* Goal:
Convert the item lines below into a JSON list of strings, one string per line, skipping any blank lines. Begin at the line that contains "Target: bird's feet" and continue through the end of the items.

Dataset records
>> Begin

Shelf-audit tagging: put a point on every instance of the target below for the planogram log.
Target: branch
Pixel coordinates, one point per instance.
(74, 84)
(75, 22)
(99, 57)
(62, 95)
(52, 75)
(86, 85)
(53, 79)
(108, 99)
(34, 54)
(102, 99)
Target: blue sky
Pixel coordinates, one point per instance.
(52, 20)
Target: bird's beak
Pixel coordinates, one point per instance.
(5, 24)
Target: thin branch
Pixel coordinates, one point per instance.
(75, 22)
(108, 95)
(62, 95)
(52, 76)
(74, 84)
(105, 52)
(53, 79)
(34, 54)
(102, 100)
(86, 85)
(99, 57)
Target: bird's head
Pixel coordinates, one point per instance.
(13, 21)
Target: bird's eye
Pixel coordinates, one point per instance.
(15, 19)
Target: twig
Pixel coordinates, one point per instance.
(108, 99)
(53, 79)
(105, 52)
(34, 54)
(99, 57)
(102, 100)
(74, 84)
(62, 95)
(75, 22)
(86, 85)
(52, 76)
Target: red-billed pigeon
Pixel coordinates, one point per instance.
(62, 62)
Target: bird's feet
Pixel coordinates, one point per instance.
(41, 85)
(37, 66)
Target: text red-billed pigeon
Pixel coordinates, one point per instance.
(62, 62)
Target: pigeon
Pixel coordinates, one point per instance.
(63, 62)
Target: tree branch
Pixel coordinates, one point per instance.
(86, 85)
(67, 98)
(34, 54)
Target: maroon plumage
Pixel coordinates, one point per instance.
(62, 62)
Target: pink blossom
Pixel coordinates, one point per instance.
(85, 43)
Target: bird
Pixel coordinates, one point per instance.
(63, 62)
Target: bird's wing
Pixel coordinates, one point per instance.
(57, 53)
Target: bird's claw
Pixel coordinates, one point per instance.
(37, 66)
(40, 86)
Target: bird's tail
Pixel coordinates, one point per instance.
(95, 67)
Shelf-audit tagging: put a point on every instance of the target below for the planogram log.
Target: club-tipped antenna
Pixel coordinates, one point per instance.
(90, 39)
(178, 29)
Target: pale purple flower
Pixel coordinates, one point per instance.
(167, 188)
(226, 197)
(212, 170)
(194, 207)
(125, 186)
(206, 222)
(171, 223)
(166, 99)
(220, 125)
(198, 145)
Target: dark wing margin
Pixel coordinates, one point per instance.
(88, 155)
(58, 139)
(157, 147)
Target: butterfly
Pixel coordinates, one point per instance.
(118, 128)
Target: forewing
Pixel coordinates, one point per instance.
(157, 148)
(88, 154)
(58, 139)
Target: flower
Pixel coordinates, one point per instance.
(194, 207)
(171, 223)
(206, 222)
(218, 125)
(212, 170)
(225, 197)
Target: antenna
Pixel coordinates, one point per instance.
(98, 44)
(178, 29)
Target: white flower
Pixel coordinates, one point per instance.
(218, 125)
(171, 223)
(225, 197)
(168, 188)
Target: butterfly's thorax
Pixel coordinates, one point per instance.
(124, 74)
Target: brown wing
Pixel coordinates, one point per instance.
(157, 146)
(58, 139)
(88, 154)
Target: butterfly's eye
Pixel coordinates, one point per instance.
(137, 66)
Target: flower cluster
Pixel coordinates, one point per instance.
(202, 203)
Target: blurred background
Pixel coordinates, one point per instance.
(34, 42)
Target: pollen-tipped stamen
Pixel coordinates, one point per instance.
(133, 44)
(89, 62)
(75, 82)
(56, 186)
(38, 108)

>> End

* Output for this task:
[
  "Target: bird's feet",
  "Pixel coordinates, one point per instance.",
  "(41, 85)",
  "(37, 66)",
  "Target: text red-billed pigeon",
  "Pixel coordinates, one point per instance.",
  "(62, 62)",
  "Target: pigeon",
  "Pixel coordinates, one point per instance.",
  "(63, 62)",
  "Target: tree branch",
  "Pixel coordinates, one point per instance.",
  "(86, 85)",
  "(67, 98)",
  "(34, 54)",
  "Target: maroon plumage",
  "Pixel coordinates, one point per instance.",
  "(62, 62)",
  "Target: pink blossom",
  "Pixel coordinates, one point per instance.",
  "(85, 43)",
  "Target: bird",
  "Pixel coordinates, one point per instance.",
  "(63, 62)",
  "Target: bird's wing",
  "Pixel coordinates, one point per instance.",
  "(57, 53)",
  "Target: bird's claw",
  "Pixel coordinates, one point per instance.",
  "(37, 66)",
  "(40, 86)",
  "Target: bird's tail",
  "Pixel coordinates, one point per instance.",
  "(95, 67)",
  "Shelf-audit tagging: put a point on every instance of the target below for the planogram log.",
  "Target: club-tipped antenna",
  "Pixel coordinates, one point per instance.",
  "(90, 39)",
  "(178, 29)",
  "Target: pale purple flower",
  "Pixel coordinates, one point per instance.",
  "(167, 188)",
  "(226, 197)",
  "(212, 170)",
  "(194, 207)",
  "(125, 186)",
  "(206, 222)",
  "(171, 223)",
  "(166, 99)",
  "(220, 125)",
  "(198, 145)",
  "Target: dark wing margin",
  "Pixel coordinates, one point per instance.",
  "(88, 155)",
  "(58, 139)",
  "(157, 147)",
  "Target: butterfly",
  "Pixel coordinates, one point per instance.",
  "(118, 128)",
  "Target: forewing",
  "Pixel coordinates, one point per instance.",
  "(157, 148)",
  "(88, 154)",
  "(58, 139)",
  "Target: flower",
  "Pixel coordinates, one point per instance.",
  "(194, 207)",
  "(171, 223)",
  "(206, 222)",
  "(218, 125)",
  "(212, 170)",
  "(225, 197)",
  "Target: antenna",
  "Pixel coordinates, one point per instance.",
  "(98, 44)",
  "(178, 29)",
  "Target: white flower",
  "Pixel coordinates, one point per instance.",
  "(218, 125)",
  "(171, 223)",
  "(225, 197)",
  "(168, 188)",
  "Target: butterfly's thorax",
  "Pixel coordinates, one point per instance.",
  "(124, 74)",
  "Target: brown wing",
  "Pixel coordinates, one point per instance.",
  "(157, 146)",
  "(58, 139)",
  "(88, 154)",
  "Target: butterfly's eye",
  "Pixel coordinates, one point per instance.",
  "(137, 66)",
  "Target: flower cluster",
  "Pixel coordinates, one point per instance.",
  "(202, 203)",
  "Target: blurred background",
  "Pixel coordinates, one point per instance.",
  "(34, 42)",
  "Target: pollen-tipped stamen",
  "Pixel coordinates, one point per instance.",
  "(133, 44)",
  "(89, 62)",
  "(75, 82)",
  "(56, 186)",
  "(38, 108)"
]